---------- Excerpt ----------
Healthcare Business

resTORbio Becomes Next Biotech Implosion, and Other Indications May Not Matter

Jon C. Ogg

There is a huge risk-reward factor in emerging pharmaceutical and biotech companies that happen to have all their eggs in just one basket. That’s the case of resTORbio Inc. (NASDAQ: TORC), and it’s the risk that came to haunt the shareholders this time around.

resTORbio announced that its Phase 3 PROTECTOR 1 trial of RTB101 failed to meet its primary endpoint in a study aimed to treat clinically symptomatic respiratory illness. The company also announced that it is halting further development of clinically symptomatic respiratory illness indication, but it will continue the studies and development of RTB101 in other aging-related diseases (including Parkinson’s disease).

While the company announced that it is well funded with $117.3 million in cash and cash equivalents as of the end of September, and even considering it has no serious current or long-term liabilities, investors have every right to be spooked here. RTB101 is the company’s lead candidate, and its study targeting clinically symptomatic respiratory illness was the one study that was the farthest along in its pipeline.

As far as why investors would worry that resTORbio is just the next biotech implosion with a limited future, the company’s pipeline page on its website even says:

Our lead program selectively inhibits the activity of a protein complex called target of rapamycin complex 1, or TORC1, an evolutionarily conserved pathway that contributes to the decline in function of multiple aging organ systems. Our lead product candidate is a TORC1 inhibitor called RTB101.

We are developing RTB101 alone and in combination with other TORC1 inhibitors for multiple aging-related diseases. In addition to developing our TORC1 product candidates, we are building a pipeline of products targeting multiple mechanisms underlying the biology of aging.
---------- Information ----------
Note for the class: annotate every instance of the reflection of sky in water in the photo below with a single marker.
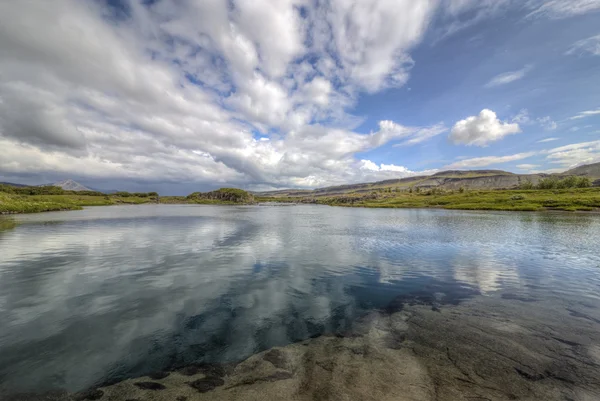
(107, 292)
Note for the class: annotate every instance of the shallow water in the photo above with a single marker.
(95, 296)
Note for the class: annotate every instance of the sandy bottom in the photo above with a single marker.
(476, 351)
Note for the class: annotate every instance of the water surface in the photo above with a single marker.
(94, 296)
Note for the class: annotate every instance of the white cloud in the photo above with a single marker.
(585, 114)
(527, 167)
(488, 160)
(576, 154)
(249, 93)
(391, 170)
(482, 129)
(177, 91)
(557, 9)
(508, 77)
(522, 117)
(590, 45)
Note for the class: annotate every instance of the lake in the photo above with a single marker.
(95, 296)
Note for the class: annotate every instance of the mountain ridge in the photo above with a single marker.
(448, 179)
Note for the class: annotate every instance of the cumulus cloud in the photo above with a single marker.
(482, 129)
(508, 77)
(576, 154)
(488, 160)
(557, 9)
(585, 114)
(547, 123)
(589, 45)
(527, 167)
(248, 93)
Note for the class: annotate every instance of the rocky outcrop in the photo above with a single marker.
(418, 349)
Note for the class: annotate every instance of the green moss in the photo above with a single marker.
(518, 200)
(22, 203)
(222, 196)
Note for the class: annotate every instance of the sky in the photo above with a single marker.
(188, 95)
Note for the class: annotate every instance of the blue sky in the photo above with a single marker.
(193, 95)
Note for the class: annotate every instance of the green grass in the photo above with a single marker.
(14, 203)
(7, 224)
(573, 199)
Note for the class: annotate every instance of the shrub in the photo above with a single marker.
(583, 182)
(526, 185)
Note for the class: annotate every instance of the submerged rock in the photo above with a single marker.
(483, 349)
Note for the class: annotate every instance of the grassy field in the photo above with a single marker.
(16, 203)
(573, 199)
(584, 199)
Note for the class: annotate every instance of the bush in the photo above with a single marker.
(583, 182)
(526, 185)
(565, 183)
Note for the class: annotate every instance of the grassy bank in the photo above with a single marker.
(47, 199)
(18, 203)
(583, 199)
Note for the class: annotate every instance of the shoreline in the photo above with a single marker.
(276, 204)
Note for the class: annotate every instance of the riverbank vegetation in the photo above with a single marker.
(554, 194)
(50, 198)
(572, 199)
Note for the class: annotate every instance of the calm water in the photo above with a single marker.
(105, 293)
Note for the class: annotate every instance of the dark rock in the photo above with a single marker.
----------
Pick up the article on resTORbio's failed Phase 3 trial after its last sentence and keep writing it. These entries have no connection to the resTORbio article.

Exercise output:
While there are other indications in the pipeline for RTB101 — Parkinson’s in ongoing Phase 1b and 2a and Phase 1 studies for urinary tract disease and heart failure with preserved ejection fraction — investors and would-be patients tend to be skeptical that a secondary focus will be successful after a primary target fails. That logic does not always prove to be true, but that’s how it works when Wall Street meets Main Street.

Another issue to consider is that companies can claim all the cash they want heading into bad news. The class-action suits, investigations and reworking of other efforts will often consume far more cash than a company has. This company has no revenues to speak of, and its retained earnings (accumulated losses against future income) were already up to −$125.24 million as of September 30, 2019. That is since resTORbio was founded in 2016, and it only came public in early 2018 (at $15 per share).

Shares of resTORbio were last seen trading down 84% at $1.28, after having previously closed at $7.95 and against a 52-week high of $14.05. resTORbio now has a mere $44 million market cap. Its trading volume of almost 9 million shares by 11:10 am represented nearly 50 times the average trading day’s entire volume.